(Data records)
-- begin --

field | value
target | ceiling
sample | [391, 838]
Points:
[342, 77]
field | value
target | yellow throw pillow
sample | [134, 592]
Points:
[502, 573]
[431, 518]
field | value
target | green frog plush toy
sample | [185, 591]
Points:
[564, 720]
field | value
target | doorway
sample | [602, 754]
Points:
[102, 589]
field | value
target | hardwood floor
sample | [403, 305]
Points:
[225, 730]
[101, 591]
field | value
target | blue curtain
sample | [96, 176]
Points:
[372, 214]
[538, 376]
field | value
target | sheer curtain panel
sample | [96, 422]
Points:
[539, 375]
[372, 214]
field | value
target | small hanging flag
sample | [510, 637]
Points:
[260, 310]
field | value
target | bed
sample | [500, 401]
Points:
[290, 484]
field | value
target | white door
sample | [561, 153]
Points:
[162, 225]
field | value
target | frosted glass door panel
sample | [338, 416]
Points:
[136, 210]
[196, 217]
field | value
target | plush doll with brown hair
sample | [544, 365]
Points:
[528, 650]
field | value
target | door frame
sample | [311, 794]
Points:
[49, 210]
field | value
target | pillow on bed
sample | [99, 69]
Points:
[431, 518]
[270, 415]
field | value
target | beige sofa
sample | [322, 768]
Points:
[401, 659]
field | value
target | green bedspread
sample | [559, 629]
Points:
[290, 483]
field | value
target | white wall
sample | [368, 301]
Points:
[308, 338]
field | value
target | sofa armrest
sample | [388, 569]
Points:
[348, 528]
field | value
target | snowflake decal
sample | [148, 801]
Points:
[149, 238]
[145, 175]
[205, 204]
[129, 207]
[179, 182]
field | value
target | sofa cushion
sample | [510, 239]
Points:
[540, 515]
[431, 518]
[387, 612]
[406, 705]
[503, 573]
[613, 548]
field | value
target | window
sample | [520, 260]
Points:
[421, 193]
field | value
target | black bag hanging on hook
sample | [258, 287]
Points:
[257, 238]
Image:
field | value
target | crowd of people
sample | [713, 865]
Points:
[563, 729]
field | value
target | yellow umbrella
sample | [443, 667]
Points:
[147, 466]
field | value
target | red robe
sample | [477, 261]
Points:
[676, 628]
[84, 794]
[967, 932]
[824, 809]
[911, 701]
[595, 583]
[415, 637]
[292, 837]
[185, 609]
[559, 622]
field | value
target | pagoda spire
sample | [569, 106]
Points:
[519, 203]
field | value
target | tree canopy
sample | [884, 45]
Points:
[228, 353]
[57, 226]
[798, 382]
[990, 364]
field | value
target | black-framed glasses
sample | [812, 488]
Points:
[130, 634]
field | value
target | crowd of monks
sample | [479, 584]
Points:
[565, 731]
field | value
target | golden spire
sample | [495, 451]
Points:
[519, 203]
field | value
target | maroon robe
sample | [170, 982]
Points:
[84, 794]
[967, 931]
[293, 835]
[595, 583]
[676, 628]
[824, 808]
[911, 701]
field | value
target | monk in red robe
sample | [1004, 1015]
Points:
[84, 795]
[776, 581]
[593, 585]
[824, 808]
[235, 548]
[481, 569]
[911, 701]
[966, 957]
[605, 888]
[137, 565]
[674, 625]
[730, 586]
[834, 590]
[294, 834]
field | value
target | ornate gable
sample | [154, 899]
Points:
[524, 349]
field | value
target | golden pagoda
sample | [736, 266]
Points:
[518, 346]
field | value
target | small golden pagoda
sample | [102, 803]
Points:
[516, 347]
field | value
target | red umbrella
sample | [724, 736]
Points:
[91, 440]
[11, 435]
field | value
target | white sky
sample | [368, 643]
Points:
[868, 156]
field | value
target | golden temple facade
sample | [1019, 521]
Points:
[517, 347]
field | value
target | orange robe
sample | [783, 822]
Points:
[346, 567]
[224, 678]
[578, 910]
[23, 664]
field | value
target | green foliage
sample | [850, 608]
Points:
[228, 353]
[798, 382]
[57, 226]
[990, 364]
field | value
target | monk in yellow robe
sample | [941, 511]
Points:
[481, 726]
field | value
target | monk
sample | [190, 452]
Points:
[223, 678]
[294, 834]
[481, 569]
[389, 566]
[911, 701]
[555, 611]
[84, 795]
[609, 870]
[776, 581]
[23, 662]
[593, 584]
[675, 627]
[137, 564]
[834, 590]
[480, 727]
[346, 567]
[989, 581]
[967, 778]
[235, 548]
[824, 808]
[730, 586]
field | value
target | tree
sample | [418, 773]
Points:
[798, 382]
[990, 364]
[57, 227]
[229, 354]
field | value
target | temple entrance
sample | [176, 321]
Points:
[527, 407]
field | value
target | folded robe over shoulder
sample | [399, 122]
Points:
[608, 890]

-- end --

Repeat each entry word for word.

field | value
target | ceiling
sample | [391, 838]
Points:
[342, 77]
field | value
target | yellow throw pillow
sample | [134, 592]
Points:
[502, 573]
[431, 518]
field | value
target | green frog plush toy
sample | [185, 591]
Points:
[564, 720]
field | value
target | doorway
sample | [602, 754]
Points:
[102, 589]
field | value
target | hardwood floor
sample | [403, 305]
Points:
[225, 730]
[101, 591]
field | value
target | blue curtain
sample | [96, 176]
Points:
[372, 214]
[538, 376]
field | value
target | sheer curtain panel
sample | [96, 422]
Points:
[539, 375]
[372, 214]
field | value
target | small hanging flag
sample | [510, 637]
Points:
[260, 310]
field | value
target | bed
sample | [500, 401]
Points:
[290, 484]
field | value
target | white door
sample | [561, 153]
Points:
[162, 225]
field | value
target | frosted glass door panel
sample | [338, 416]
Points:
[136, 210]
[196, 217]
field | value
target | plush doll with brown hair
sample | [544, 365]
Points:
[528, 650]
field | value
target | door frame
sample | [311, 794]
Points:
[49, 210]
field | value
target | pillow on bed
sample | [99, 69]
Points:
[431, 518]
[270, 415]
field | value
target | beige sofa
sample | [322, 768]
Points:
[401, 659]
field | value
target | green bedspread
sample | [559, 629]
Points:
[290, 483]
field | value
target | white wall
sample | [368, 301]
Points:
[308, 338]
field | value
target | sofa armrest
sample | [388, 569]
Points:
[348, 528]
field | value
target | snowflake decal
sample | [148, 801]
Points:
[149, 238]
[145, 175]
[205, 204]
[129, 207]
[179, 182]
field | value
target | sofa cushion
sample | [510, 239]
Points:
[540, 515]
[431, 518]
[387, 612]
[406, 705]
[503, 573]
[613, 548]
field | value
target | window
sample | [520, 260]
Points:
[421, 193]
field | value
target | black bag hanging on hook
sample | [258, 287]
Points:
[257, 238]
Image:
field | value
target | crowd of people
sample | [713, 865]
Points:
[563, 729]
field | value
target | yellow umbrella
sample | [443, 667]
Points:
[147, 466]
field | value
target | red robe
sample | [477, 261]
Points:
[676, 628]
[84, 794]
[967, 932]
[824, 809]
[911, 701]
[595, 583]
[415, 637]
[292, 837]
[185, 609]
[559, 622]
field | value
target | pagoda spire
sample | [569, 106]
Points:
[519, 203]
field | value
target | tree canopy
sample | [884, 45]
Points:
[228, 353]
[57, 226]
[798, 382]
[990, 364]
field | value
target | black-framed glasses
sample | [812, 488]
Points:
[130, 634]
field | value
target | crowd of monks
sample | [479, 584]
Points:
[565, 731]
field | value
target | golden spire
sample | [495, 451]
Points:
[519, 203]
field | value
target | maroon robe
sample | [170, 982]
Points:
[84, 794]
[967, 931]
[293, 835]
[595, 583]
[676, 628]
[824, 808]
[911, 701]
field | value
target | monk in red robe
sample | [1004, 1015]
Points:
[84, 795]
[776, 581]
[593, 585]
[824, 808]
[235, 548]
[481, 569]
[911, 701]
[966, 957]
[605, 888]
[137, 565]
[674, 625]
[730, 586]
[834, 590]
[294, 834]
field | value
target | ornate gable
sample | [154, 899]
Points:
[524, 349]
field | value
target | golden pagoda
sample | [736, 266]
Points:
[518, 346]
field | value
target | small golden pagoda
sample | [102, 803]
Points:
[516, 347]
field | value
target | red umbrella
sample | [724, 736]
Points:
[91, 440]
[11, 435]
field | value
target | white sky
sample | [368, 643]
Points:
[868, 156]
field | value
target | golden temple facade
sample | [1019, 521]
Points:
[517, 347]
field | value
target | orange robe
sample | [783, 822]
Points:
[346, 567]
[224, 678]
[578, 910]
[23, 664]
field | value
target | green foliage
sample | [850, 608]
Points:
[228, 353]
[798, 382]
[57, 226]
[990, 364]
field | value
target | monk in yellow robe
sample | [941, 511]
Points:
[481, 726]
field | value
target | monk
sample | [190, 452]
Points:
[223, 678]
[294, 834]
[481, 569]
[389, 566]
[911, 701]
[555, 611]
[84, 795]
[609, 870]
[776, 581]
[23, 662]
[593, 584]
[675, 627]
[137, 564]
[834, 590]
[480, 727]
[346, 567]
[989, 581]
[967, 778]
[235, 548]
[824, 808]
[730, 586]
field | value
target | tree
sample | [418, 773]
Points:
[798, 382]
[990, 364]
[57, 227]
[229, 354]
field | value
target | temple entrance
sample | [176, 321]
Points:
[527, 407]
field | value
target | folded robe over shoulder
sample | [399, 122]
Points:
[608, 890]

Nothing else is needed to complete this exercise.